▸ **MATERIAL FOR THIS EXERCISE**
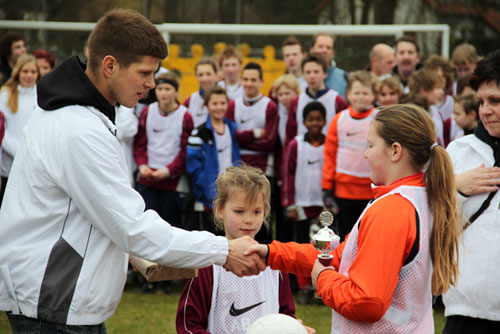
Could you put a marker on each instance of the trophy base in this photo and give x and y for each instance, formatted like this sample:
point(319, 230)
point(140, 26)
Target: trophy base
point(325, 259)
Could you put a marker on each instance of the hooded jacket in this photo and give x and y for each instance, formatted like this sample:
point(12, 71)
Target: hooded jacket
point(70, 216)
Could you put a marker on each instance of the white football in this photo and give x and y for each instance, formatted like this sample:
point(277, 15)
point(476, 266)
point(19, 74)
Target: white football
point(276, 324)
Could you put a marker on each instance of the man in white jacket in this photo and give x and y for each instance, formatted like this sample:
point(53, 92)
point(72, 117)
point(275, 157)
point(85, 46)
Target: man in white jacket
point(69, 215)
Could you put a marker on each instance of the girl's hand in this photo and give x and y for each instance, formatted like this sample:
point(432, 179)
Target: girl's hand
point(160, 174)
point(317, 269)
point(478, 180)
point(145, 171)
point(259, 249)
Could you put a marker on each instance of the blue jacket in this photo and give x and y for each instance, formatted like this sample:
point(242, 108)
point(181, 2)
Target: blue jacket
point(337, 80)
point(202, 163)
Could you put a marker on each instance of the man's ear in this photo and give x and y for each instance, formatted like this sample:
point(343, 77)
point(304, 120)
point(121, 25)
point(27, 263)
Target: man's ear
point(109, 66)
point(396, 152)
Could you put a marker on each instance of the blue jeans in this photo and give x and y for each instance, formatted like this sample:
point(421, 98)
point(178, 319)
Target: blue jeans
point(24, 325)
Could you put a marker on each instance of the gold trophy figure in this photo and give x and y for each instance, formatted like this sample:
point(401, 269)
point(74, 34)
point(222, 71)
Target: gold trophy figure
point(325, 240)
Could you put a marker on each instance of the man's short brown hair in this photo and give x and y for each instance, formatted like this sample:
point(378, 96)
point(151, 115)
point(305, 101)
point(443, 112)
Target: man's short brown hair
point(315, 37)
point(315, 58)
point(464, 53)
point(292, 40)
point(126, 35)
point(366, 78)
point(408, 39)
point(229, 52)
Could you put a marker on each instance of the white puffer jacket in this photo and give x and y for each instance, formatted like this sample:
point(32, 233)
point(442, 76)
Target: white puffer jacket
point(69, 218)
point(477, 293)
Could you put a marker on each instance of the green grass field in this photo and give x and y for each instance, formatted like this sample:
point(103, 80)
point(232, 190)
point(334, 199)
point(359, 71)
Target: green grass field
point(150, 314)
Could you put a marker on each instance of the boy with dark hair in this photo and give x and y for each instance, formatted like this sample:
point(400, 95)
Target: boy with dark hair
point(160, 151)
point(70, 217)
point(301, 190)
point(314, 68)
point(465, 59)
point(345, 170)
point(12, 46)
point(230, 64)
point(206, 74)
point(293, 53)
point(256, 117)
point(407, 59)
point(336, 78)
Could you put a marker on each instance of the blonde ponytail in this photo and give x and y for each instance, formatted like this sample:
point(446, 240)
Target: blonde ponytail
point(446, 227)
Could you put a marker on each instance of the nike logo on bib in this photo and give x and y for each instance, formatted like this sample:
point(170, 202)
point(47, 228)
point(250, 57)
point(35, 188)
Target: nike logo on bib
point(236, 312)
point(245, 120)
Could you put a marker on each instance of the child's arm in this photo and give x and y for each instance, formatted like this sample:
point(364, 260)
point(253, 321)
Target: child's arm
point(140, 147)
point(292, 257)
point(195, 163)
point(287, 305)
point(291, 123)
point(288, 184)
point(194, 304)
point(128, 125)
point(178, 166)
point(2, 127)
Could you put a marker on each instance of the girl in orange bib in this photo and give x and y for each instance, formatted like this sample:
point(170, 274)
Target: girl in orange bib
point(403, 247)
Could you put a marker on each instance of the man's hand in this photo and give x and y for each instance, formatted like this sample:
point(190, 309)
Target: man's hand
point(161, 173)
point(145, 171)
point(239, 263)
point(329, 202)
point(318, 267)
point(478, 180)
point(259, 249)
point(291, 212)
point(308, 329)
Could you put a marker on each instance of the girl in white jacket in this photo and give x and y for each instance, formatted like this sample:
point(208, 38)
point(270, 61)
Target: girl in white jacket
point(17, 102)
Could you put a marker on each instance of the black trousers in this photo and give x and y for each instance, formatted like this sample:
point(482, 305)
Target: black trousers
point(458, 324)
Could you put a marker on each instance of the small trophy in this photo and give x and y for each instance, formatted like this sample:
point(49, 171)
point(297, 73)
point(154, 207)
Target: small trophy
point(325, 240)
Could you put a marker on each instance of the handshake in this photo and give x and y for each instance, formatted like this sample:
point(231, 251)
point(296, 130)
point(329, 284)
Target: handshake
point(246, 257)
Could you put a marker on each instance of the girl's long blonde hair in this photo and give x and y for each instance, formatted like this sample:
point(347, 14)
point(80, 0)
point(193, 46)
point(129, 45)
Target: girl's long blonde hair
point(13, 82)
point(413, 128)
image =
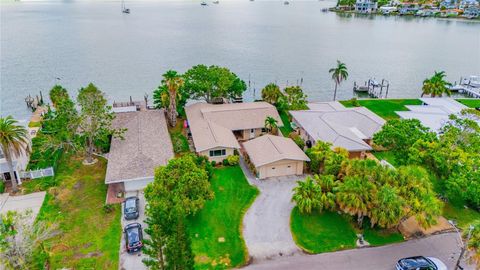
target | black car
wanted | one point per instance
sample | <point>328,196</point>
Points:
<point>131,208</point>
<point>420,263</point>
<point>133,237</point>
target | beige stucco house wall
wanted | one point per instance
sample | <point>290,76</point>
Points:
<point>280,168</point>
<point>228,152</point>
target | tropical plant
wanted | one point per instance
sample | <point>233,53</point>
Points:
<point>388,209</point>
<point>339,74</point>
<point>209,83</point>
<point>19,239</point>
<point>307,195</point>
<point>436,86</point>
<point>179,189</point>
<point>173,81</point>
<point>398,135</point>
<point>294,98</point>
<point>271,124</point>
<point>328,185</point>
<point>355,196</point>
<point>95,118</point>
<point>58,93</point>
<point>14,142</point>
<point>271,93</point>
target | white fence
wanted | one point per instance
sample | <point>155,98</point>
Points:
<point>37,173</point>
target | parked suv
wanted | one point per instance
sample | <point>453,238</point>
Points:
<point>133,237</point>
<point>131,208</point>
<point>420,263</point>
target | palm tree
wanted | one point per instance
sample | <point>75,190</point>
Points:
<point>389,208</point>
<point>271,125</point>
<point>307,195</point>
<point>271,93</point>
<point>354,197</point>
<point>328,184</point>
<point>14,141</point>
<point>173,81</point>
<point>436,85</point>
<point>339,74</point>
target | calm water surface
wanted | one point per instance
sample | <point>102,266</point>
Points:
<point>82,42</point>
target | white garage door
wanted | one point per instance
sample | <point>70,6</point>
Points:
<point>281,170</point>
<point>135,185</point>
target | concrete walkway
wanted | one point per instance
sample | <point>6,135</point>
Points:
<point>266,225</point>
<point>444,247</point>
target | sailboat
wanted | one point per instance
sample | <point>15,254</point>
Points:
<point>124,9</point>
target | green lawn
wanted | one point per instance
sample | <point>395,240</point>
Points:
<point>89,238</point>
<point>322,232</point>
<point>216,230</point>
<point>376,237</point>
<point>470,102</point>
<point>384,108</point>
<point>463,216</point>
<point>287,128</point>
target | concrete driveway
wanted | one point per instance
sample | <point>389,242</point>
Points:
<point>132,261</point>
<point>443,246</point>
<point>266,225</point>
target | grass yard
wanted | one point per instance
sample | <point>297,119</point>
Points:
<point>463,216</point>
<point>470,102</point>
<point>89,238</point>
<point>322,232</point>
<point>216,230</point>
<point>376,237</point>
<point>287,128</point>
<point>179,141</point>
<point>384,108</point>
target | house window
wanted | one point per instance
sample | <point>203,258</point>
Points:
<point>218,153</point>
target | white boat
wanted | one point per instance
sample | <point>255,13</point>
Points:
<point>124,9</point>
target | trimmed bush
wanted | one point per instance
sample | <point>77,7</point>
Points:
<point>233,160</point>
<point>225,162</point>
<point>297,139</point>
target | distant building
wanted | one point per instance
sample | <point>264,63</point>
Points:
<point>366,6</point>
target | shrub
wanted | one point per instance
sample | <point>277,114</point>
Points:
<point>297,139</point>
<point>233,160</point>
<point>355,102</point>
<point>180,143</point>
<point>225,162</point>
<point>108,208</point>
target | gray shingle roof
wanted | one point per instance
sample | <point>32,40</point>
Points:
<point>146,145</point>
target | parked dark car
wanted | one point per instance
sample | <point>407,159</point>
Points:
<point>131,208</point>
<point>420,263</point>
<point>133,237</point>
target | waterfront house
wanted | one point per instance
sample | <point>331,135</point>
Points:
<point>366,6</point>
<point>216,129</point>
<point>19,164</point>
<point>132,159</point>
<point>408,8</point>
<point>472,12</point>
<point>274,156</point>
<point>349,128</point>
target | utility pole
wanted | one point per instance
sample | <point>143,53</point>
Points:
<point>464,247</point>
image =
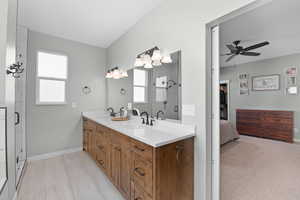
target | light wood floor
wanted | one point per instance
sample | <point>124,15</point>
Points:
<point>70,177</point>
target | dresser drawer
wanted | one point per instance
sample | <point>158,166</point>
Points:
<point>145,151</point>
<point>142,173</point>
<point>137,193</point>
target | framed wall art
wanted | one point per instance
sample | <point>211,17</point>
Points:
<point>266,83</point>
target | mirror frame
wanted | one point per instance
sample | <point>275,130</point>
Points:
<point>6,162</point>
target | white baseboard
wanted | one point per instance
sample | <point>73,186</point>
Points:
<point>296,140</point>
<point>54,154</point>
<point>15,196</point>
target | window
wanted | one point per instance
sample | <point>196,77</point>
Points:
<point>140,79</point>
<point>52,72</point>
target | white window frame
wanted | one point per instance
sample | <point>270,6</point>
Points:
<point>38,78</point>
<point>140,86</point>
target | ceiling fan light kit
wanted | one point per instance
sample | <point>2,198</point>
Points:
<point>236,49</point>
<point>152,57</point>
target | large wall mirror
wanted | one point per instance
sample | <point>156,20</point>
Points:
<point>153,90</point>
<point>3,148</point>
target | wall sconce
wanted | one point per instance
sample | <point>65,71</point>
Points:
<point>116,73</point>
<point>152,57</point>
<point>15,70</point>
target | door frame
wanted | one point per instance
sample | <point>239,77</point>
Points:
<point>212,85</point>
<point>227,82</point>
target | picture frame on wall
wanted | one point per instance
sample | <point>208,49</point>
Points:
<point>266,83</point>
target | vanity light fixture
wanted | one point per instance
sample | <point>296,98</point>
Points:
<point>116,73</point>
<point>152,57</point>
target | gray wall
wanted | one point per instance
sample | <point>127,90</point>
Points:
<point>8,25</point>
<point>180,25</point>
<point>55,128</point>
<point>277,100</point>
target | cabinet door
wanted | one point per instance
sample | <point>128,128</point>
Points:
<point>175,171</point>
<point>142,173</point>
<point>93,145</point>
<point>137,193</point>
<point>116,164</point>
<point>125,172</point>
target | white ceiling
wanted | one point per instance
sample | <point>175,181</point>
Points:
<point>95,22</point>
<point>277,22</point>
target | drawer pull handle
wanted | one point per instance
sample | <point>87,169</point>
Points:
<point>138,148</point>
<point>118,148</point>
<point>101,162</point>
<point>139,172</point>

▸ **SHORT EXERCISE**
From the listing above, reproduce without any change the lines starting at the one containing "target | white boat" and ending at the one containing "<point>108,208</point>", including both of those lines.

▸ **EXERCISE OUTPUT**
target | white boat
wanted | one point per instance
sample | <point>255,13</point>
Points:
<point>124,9</point>
target | trimmed bush
wanted | one point per instance
sample | <point>77,7</point>
Points:
<point>233,160</point>
<point>225,162</point>
<point>297,139</point>
target | distant building
wanted | one point per instance
sample | <point>264,63</point>
Points:
<point>366,6</point>
target | shrub
wanted | one point per instance
sample | <point>277,114</point>
Points:
<point>297,139</point>
<point>233,160</point>
<point>355,102</point>
<point>180,143</point>
<point>225,162</point>
<point>108,208</point>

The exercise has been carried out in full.